▶ _Fragmento del texto_

Cuenta la tradición que Esopo fue enviado por su amo al mercado con una tarea peculiar: comprar lo más provechoso que encontrara. El sabio regresó con una lengua. Al día siguiente, su amo quiso ponerlo a prueba y le pidió traer lo más dañino del mercado. Esopo volvió con lo mismo: una lengua. La lección era sencilla y profunda: la lengua puede ser fuente de vida o instrumento de destrucción.
Esa antigua fábula sigue vigente, quizá más que nunca. Hoy, en tiempos donde una frase mal dicha puede viralizarse en segundos, las palabras tienen un alcance que Esopo jamás imaginó. Una opinión apresurada, un comentario impulsivo o un mensaje escrito sin pensar puede consolar o herir, unir o dividir, sanar o destruir. Pocas herramientas humanas transforman tanto la realidad.
La Palabra de Dios ya lo advertía: “El que mucho habla, mucho yerra; el que es sabio
refrena su lengua.” (Proverbios 10:19).

▶ _Datos_
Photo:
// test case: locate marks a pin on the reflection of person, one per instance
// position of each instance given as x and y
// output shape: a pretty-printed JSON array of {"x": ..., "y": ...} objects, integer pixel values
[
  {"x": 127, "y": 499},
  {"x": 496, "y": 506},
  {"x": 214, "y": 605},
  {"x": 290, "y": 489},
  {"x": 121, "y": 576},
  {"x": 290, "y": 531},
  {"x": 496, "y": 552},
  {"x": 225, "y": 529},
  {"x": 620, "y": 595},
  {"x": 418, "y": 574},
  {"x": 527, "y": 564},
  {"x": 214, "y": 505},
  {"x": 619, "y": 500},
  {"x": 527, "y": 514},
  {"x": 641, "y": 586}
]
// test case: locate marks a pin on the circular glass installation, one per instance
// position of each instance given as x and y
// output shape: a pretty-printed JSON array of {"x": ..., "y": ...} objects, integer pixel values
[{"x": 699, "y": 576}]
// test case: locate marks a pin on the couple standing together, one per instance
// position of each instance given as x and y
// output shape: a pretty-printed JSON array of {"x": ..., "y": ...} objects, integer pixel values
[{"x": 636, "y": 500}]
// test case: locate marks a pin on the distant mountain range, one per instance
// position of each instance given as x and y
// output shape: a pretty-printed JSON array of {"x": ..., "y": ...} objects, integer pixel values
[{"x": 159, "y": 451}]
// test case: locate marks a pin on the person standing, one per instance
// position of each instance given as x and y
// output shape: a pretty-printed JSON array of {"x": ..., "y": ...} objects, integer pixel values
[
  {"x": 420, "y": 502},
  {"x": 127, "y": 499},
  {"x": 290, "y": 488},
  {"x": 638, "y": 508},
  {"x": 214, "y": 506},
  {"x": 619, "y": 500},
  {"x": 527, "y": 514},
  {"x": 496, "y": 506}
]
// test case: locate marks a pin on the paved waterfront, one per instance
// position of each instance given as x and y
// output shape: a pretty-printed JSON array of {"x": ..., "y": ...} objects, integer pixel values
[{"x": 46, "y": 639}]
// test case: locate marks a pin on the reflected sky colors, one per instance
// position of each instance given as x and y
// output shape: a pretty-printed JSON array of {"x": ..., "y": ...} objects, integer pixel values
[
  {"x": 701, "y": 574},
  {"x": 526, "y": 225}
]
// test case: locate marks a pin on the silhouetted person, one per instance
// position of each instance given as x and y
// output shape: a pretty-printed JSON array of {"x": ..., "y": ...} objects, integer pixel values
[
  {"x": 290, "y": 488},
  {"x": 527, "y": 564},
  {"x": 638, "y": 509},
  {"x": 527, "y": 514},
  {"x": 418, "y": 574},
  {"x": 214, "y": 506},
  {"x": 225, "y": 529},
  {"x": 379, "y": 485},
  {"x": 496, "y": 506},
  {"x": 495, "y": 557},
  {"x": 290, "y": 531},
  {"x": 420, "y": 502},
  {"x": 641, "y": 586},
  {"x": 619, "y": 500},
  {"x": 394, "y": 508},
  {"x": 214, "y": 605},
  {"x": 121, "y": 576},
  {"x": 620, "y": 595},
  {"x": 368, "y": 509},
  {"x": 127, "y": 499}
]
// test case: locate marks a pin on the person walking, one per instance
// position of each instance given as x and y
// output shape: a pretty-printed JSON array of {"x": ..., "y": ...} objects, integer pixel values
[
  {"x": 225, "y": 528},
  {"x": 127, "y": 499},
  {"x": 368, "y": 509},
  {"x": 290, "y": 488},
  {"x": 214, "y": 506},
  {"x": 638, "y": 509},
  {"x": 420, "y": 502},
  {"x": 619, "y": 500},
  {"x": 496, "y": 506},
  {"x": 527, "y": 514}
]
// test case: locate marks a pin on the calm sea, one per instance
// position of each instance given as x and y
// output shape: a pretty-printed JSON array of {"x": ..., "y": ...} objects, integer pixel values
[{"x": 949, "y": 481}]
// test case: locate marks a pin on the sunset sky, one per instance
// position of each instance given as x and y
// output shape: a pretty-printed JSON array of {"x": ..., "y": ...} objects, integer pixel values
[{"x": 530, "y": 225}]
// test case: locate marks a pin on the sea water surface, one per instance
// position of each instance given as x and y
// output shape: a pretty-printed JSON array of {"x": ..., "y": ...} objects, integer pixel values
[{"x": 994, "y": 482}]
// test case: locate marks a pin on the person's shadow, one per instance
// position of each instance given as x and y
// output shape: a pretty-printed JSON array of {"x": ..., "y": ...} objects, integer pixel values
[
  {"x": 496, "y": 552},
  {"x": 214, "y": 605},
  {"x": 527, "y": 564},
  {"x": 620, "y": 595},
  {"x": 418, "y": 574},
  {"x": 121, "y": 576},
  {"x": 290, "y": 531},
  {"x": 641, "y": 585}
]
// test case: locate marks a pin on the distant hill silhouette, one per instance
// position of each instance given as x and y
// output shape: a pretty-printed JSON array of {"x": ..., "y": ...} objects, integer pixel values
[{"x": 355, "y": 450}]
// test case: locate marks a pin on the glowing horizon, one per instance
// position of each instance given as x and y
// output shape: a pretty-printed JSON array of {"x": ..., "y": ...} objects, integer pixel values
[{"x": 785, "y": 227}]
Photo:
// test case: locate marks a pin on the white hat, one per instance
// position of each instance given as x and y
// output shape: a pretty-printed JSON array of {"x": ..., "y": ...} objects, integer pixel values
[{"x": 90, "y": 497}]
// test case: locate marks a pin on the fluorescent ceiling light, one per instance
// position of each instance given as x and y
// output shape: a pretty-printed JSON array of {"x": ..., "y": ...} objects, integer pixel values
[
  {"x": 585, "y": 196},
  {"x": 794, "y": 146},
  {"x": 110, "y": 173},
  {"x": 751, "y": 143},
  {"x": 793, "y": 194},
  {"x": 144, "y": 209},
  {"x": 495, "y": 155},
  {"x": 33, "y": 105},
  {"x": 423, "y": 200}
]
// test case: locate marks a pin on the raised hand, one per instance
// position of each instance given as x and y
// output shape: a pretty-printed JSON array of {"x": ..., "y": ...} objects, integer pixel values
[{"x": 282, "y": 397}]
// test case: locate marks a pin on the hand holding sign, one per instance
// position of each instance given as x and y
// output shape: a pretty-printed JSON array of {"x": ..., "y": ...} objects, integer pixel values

▶ _Actividades_
1. Responde con datos del texto sobre la lengua:
(a) ¿Qué le encargó el amo a Esopo la primera vez que lo envió al mercado?
(b) ¿Con qué volvió Esopo cuando le pidieron traer lo más dañino?
(c) Según la cita de Proverbios, ¿qué hace el que es sabio?
2. Sustituye "segundos" por "minutos" en el fragmento del texto sobre la lengua que empieza con las palabras "Esa antigua fábula" y termina con "tanto la realidad.", y escribe el fragmento resultante.

▶ _Soluciones_
1.
(a) Comprar lo más provechoso que encontrara.
(b) Con una lengua.
(c) Refrena su lengua.

2.
Esa antigua fábula sigue vigente, quizá más que nunca. Hoy, en tiempos donde una frase mal dicha puede viralizarse en minutos, las palabras tienen un alcance que Esopo jamás imaginó. Una opinión apresurada, un comentario impulsivo o un mensaje escrito sin pensar puede consolar o herir, unir o dividir, sanar o destruir. Pocas herramientas humanas transforman tanto la realidad.